[Start of Task inputs]

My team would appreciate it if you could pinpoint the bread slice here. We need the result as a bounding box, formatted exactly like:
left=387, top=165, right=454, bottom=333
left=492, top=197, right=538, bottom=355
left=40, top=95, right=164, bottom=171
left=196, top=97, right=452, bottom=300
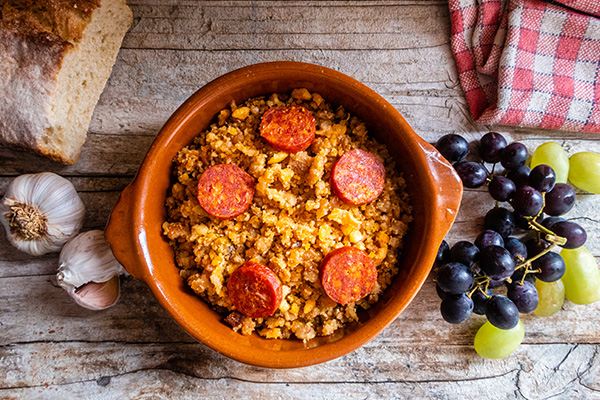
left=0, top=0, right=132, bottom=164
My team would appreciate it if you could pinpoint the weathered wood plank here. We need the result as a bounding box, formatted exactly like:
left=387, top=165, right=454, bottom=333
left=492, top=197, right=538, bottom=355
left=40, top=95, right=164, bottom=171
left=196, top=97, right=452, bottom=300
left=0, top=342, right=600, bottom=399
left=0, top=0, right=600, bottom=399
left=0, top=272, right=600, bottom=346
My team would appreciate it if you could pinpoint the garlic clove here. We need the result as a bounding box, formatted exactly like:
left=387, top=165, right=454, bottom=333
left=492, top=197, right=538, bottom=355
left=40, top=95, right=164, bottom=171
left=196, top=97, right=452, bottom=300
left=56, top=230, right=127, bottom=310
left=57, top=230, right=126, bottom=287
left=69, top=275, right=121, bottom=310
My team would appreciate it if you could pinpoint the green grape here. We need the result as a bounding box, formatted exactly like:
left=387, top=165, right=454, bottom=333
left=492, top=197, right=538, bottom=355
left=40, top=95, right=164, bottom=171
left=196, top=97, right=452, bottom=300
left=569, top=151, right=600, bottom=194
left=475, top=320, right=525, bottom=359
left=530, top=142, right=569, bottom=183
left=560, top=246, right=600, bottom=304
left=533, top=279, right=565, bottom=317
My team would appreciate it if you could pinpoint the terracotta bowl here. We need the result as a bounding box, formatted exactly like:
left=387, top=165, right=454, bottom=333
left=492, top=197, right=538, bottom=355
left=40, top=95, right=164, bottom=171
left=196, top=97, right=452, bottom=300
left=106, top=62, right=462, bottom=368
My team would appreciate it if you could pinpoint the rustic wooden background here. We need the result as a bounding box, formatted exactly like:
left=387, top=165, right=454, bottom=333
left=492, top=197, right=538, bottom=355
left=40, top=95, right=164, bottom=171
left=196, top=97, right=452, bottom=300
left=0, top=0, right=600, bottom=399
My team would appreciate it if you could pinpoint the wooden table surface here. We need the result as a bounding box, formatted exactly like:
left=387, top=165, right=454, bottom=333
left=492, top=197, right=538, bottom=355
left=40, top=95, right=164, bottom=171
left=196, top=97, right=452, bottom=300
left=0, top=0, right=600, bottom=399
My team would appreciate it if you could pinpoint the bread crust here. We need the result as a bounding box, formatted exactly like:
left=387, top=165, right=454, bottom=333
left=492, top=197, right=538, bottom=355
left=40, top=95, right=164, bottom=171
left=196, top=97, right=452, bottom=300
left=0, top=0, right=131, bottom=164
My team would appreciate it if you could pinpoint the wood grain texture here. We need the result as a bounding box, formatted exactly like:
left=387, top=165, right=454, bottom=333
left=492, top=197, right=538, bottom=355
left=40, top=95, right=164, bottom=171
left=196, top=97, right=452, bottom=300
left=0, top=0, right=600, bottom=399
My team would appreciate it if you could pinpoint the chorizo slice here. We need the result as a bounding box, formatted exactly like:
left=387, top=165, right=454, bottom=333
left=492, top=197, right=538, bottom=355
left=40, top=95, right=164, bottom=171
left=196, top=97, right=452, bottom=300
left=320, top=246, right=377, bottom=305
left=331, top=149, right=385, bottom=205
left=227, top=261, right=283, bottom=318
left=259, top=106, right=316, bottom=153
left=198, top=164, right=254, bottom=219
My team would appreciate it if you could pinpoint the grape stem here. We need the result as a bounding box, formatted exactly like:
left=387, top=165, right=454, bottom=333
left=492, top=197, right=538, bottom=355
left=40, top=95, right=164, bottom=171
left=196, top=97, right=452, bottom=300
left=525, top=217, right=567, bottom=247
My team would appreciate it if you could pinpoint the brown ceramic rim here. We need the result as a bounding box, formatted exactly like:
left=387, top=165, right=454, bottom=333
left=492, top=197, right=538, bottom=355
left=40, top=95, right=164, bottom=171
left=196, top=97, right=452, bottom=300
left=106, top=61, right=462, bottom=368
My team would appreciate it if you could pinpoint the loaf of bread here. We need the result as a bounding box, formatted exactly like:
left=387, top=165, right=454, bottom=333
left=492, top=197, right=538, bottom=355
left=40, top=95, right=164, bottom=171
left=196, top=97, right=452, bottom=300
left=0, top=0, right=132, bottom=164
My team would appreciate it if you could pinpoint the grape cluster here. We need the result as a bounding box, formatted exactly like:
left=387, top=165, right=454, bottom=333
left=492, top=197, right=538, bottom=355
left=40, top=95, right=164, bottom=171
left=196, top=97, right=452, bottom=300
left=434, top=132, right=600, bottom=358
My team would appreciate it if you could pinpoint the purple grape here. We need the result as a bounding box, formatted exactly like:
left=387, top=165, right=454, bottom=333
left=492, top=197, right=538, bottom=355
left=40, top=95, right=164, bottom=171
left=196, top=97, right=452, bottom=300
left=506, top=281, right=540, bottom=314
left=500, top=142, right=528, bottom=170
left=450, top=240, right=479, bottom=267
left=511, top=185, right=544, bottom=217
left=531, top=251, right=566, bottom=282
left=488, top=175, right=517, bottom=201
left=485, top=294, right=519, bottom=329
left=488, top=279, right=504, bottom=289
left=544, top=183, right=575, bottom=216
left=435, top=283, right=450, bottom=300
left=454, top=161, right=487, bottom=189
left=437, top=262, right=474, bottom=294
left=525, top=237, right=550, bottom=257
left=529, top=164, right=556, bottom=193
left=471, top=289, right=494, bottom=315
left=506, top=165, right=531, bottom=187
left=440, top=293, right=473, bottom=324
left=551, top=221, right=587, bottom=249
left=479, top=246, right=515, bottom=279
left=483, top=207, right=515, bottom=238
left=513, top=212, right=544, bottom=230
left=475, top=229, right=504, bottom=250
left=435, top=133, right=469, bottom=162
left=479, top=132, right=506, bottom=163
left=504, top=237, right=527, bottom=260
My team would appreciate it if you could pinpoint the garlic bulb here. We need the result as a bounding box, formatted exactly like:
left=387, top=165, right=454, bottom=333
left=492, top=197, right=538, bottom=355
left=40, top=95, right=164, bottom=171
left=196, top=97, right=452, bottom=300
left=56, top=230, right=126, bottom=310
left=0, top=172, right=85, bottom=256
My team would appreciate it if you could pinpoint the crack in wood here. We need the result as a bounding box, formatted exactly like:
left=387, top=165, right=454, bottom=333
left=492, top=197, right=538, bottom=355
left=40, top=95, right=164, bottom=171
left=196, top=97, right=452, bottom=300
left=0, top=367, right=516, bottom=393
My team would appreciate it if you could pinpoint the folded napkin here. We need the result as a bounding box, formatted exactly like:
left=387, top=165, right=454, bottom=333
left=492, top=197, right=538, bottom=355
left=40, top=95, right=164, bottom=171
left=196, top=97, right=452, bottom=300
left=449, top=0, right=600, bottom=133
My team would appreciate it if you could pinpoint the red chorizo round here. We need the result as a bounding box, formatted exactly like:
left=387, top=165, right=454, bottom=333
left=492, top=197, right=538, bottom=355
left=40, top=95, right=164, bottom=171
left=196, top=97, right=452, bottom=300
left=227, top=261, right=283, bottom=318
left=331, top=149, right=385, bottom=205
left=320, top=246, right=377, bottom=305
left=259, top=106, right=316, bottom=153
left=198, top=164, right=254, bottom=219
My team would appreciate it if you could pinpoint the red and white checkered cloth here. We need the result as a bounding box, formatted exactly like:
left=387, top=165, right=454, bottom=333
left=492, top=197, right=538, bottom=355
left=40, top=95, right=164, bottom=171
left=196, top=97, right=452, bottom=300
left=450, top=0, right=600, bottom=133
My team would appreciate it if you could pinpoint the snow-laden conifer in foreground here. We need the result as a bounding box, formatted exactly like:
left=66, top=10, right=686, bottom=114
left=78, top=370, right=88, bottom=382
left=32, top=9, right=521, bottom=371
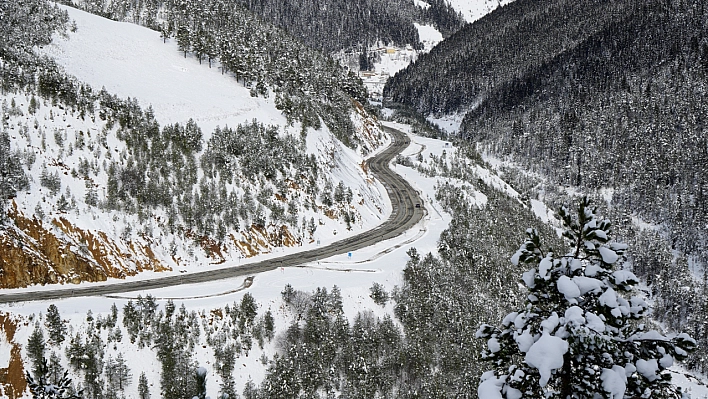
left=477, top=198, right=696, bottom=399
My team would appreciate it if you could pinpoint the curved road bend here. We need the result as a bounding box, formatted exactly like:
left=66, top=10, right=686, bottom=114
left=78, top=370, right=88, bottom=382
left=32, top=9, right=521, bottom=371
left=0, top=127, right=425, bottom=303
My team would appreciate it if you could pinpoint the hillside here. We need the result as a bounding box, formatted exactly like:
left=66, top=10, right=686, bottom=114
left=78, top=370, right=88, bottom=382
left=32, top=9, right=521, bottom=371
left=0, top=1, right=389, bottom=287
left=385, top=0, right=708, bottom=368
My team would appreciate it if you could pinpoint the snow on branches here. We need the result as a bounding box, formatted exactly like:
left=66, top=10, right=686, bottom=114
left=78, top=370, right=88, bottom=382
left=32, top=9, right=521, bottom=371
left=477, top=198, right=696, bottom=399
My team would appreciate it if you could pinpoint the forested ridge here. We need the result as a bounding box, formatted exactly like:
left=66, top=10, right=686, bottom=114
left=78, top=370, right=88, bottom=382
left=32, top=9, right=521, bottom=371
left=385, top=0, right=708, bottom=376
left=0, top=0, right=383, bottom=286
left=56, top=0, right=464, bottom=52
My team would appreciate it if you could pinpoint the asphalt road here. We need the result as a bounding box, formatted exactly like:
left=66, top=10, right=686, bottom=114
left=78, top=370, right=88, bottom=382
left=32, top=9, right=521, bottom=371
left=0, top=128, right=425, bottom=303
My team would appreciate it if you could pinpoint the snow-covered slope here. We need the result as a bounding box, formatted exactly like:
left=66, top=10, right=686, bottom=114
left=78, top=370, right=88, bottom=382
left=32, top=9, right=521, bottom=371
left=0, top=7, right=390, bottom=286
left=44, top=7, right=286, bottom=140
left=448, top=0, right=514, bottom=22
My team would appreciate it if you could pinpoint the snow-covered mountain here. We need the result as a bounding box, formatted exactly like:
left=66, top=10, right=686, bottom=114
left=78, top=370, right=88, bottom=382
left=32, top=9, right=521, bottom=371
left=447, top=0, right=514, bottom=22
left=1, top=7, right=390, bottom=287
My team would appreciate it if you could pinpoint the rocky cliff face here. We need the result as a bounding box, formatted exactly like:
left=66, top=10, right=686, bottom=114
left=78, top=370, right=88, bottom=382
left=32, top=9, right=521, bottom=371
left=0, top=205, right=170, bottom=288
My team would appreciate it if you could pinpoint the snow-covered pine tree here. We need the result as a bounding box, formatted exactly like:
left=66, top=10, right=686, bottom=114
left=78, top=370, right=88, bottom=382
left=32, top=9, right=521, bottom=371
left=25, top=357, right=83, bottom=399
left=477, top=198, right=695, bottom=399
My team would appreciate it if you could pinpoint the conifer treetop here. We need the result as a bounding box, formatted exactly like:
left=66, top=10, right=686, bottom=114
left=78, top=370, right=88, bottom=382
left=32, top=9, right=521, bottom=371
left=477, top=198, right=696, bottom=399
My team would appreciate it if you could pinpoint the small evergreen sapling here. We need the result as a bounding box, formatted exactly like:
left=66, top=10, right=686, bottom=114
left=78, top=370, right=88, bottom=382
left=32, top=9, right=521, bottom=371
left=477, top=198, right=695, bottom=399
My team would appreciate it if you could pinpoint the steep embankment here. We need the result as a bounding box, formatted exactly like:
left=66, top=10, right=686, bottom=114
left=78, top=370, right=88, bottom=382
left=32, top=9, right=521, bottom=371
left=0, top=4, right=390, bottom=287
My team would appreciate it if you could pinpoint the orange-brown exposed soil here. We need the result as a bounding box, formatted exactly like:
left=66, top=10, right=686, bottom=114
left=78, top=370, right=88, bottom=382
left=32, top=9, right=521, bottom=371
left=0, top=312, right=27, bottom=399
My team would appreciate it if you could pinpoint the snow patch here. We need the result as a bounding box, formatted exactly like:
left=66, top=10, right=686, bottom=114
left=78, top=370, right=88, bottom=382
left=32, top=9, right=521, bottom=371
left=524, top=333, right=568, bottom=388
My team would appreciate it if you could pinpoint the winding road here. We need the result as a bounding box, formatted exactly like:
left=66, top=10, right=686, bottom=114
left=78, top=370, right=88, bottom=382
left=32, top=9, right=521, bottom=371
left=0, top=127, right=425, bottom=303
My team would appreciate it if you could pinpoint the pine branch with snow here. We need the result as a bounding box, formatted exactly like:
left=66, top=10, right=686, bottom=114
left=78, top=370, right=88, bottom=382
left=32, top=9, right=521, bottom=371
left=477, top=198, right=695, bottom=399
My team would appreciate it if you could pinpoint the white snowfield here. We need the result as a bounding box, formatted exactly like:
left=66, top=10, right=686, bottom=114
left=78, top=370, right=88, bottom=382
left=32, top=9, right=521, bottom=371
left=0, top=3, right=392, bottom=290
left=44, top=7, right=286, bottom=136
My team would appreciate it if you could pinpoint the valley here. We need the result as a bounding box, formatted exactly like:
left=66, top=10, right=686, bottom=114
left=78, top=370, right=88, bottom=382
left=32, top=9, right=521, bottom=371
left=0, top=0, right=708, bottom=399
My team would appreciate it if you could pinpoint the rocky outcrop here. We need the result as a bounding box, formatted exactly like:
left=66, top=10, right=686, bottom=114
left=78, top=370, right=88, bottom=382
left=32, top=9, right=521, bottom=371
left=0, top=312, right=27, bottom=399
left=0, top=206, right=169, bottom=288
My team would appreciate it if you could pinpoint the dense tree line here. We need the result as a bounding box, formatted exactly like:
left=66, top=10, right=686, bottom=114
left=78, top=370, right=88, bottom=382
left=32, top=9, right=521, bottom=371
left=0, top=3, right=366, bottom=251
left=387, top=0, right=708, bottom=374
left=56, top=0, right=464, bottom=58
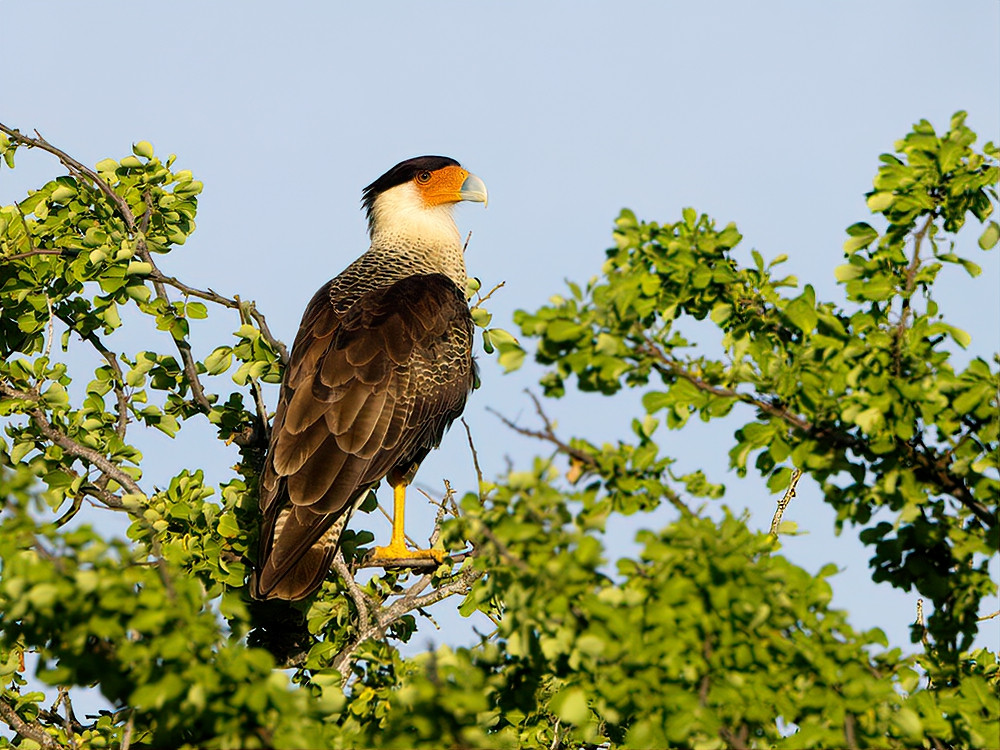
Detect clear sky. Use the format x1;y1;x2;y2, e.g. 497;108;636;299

[End of Task inputs]

Copy out the listing word for word, everything from the line containing "My team would appreciate it if you could pinpoint the steep" down to the line containing "left=0, top=4, right=390, bottom=287", with both of those lines included.

My team would appreciate it if you could pinpoint the steep embankment here. We need the result as a bounding box, formatted exactly like:
left=66, top=10, right=686, bottom=114
left=78, top=370, right=88, bottom=382
left=32, top=9, right=521, bottom=371
left=0, top=4, right=390, bottom=287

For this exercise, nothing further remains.